§ Yang Perlu Dikerjakan:
1: Tolong tuliskan semua kutipan langsung yang diapit tanda kutip ganda dalam teks tentang penculikan virtual.
2: Teruskan teks tentang penculikan virtual mulai dari kalimat terakhirnya.

§ Teks Bacaan:
Pada jam-jam berikutnya, para penculik meminta uang tebusan sebesan $4.000 (sekitar Rp53,2 jutaan) untuk mendapatkan putrinya kembali. Baru beberapa saat kemudian dia tahu, tidak ada penculikan. Putrinya aman. Itu adalah tipuan.

“Saya selalu terbayang hal buruk selama berhari-hari,” katanya.

Pada hari Selasa, polisi dan agen federal Amerika Serikat (AS) memperingatkan bahwa apa ancaman baru yang disebut penculikan virtual terus meningkat, dan puluhan orang sudah menjadi korban teror, saat mereka diperas, dimintai uang dalam jumlah besar oleh para penipu.

Dilansir Associated Press, Polisi Los Angeles sendiri telah menerima lebih dari 250 laporan tentang kejahatan tersebut dalam dua tahun terakhir. Orang-orang yang menjadi penipuan virtual itu telah mentransfer paling tidak $100.000 (lebih dari Rp133 juta) secara total, kata Kapten William Hayes yang memimpin Divisi Pembunuhan Perampokan di Kepolisian Los Angeles.

Sebagai perbandingan, sebenarnya penculikan yang bertujuan untuk mendapatkan tebusan jarang terjadi. Polisi Los Angeles biasanya menerima 10 sampai 15 kasus per tahun, termasuk penculikan yang dilakukan oleh anggota keluarga dan kenalan lainnya, kata Hayes.

Dalam penculikan virtual tersebut, penelepon menuntut agar korban tetap tersambung di telepon sehingga mereka tidak memiliki kesempatan untuk berkomunikasi dengan orang yang diculik, keluarga atau orang lain.

“Jika Anda mendapat telepon seperti ini, segera tutup telepon,” kata Hayes. “Hubungi orang yang Anda cintai, yang telah ‘diculik’ tersebut.”


Biro Investigasi Federal AS (FBI) mulai menyelidiki serangkaian kasus pada tahun 2013. Sebuah penyelidikan multiagen yang disebut Operation Hotel Tango mengidentifikasi setidaknya 80 orang di beberapa negara bagian yang telah menerima telepon tersebut, walaupun tidak semua mengirim uang tebusan, kata Gene Kowel, yang bertindak sebagai agen khusus yang bertanggung jawab atas FBI Divisi kriminal di Los Angeles.

§ Catatan Data:
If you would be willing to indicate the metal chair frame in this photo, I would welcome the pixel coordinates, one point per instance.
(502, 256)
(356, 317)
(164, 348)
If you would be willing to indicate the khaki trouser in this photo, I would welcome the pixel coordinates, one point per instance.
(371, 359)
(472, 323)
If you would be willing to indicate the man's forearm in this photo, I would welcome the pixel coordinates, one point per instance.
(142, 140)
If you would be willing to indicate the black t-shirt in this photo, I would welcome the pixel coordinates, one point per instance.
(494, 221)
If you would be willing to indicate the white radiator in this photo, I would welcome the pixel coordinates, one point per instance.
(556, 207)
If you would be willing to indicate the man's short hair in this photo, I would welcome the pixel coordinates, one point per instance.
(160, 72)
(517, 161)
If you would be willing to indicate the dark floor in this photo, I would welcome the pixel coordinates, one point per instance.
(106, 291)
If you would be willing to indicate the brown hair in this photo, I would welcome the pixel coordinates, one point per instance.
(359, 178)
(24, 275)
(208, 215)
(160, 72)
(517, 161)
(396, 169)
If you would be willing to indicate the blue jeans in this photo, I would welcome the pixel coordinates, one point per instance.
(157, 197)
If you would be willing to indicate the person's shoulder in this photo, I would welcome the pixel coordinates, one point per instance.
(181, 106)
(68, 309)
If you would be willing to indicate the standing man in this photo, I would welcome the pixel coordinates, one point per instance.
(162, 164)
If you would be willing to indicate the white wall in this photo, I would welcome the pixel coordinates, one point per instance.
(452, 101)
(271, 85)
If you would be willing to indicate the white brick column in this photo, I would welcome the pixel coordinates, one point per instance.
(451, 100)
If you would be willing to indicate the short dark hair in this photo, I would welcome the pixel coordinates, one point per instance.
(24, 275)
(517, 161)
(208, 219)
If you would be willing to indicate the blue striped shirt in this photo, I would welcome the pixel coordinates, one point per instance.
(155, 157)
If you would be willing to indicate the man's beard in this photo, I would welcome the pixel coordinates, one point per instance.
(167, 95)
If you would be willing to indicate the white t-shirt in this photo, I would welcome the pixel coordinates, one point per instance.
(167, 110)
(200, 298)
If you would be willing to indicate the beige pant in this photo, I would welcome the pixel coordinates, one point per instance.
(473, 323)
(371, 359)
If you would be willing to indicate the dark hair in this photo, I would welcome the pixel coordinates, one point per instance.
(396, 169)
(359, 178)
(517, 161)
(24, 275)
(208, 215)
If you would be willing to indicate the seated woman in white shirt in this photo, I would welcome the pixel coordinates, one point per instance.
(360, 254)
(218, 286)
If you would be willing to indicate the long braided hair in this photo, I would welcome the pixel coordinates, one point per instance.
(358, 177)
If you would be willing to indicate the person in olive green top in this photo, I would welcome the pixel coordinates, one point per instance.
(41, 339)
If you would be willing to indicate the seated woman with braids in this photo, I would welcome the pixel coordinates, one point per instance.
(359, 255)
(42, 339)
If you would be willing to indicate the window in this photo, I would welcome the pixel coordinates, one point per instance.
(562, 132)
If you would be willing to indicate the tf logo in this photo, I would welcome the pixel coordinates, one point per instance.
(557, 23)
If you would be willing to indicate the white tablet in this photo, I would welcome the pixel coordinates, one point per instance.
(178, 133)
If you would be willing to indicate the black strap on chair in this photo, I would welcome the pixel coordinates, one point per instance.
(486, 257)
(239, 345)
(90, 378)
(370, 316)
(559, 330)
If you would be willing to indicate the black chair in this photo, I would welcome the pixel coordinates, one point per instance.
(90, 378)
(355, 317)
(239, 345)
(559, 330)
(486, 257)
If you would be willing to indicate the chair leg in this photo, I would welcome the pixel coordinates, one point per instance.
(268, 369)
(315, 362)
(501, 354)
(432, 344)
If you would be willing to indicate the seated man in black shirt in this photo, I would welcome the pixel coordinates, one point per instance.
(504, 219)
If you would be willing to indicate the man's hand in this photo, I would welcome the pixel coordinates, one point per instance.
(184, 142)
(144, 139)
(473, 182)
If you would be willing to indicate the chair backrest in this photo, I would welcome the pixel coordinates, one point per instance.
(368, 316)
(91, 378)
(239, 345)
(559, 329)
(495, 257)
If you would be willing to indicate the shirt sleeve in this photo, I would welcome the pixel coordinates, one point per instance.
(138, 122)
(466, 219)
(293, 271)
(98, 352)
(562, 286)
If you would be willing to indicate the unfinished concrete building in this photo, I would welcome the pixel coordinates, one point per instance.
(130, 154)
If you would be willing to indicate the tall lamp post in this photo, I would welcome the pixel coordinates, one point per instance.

§ Kunci Jawaban:
1:
“Saya selalu terbayang hal buruk selama berhari-hari,”
“Jika Anda mendapat telepon seperti ini, segera tutup telepon,”
“Hubungi orang yang Anda cintai, yang telah ‘diculik’ tersebut.”

2:
Namun, banyak dari kejahatan tersebut tidak dilaporkan, katanya.

“Cukup tepat untuk mengatakan bahwa ada ribuan telepon yang dibuat untuk korban di AS, terutama dari Meksiko,” katanya.

Pekan lalu, seorang wanita asal Texas menjadi orang pertama di negara tersebut yang didakwa sehubungan dengan skema penculikan virtual. Yanette Rodriguez Acosta (34) dari Houston dikenai tuduhan penipuan virtual, berkomplot untuk melakukan penipuan kawat dan persekongkolan untuk mencuci uang. Dia menghadapi hukuman 20 tahun penjara untuk masing-masing 10 tuduhan jika terbukti bersalah.

Surat dakwaan tersebut menuduh bahwa Acosta dan rekan-rekannya menggunakan nomor telepon Meksiko untuk menghubungi orang-orang di Texas, California dan Idaho. Mereka diduga membodohi orang untuk memberi mereka puluhan ribu dolar baik berupa uang tunai atau transfer secara online.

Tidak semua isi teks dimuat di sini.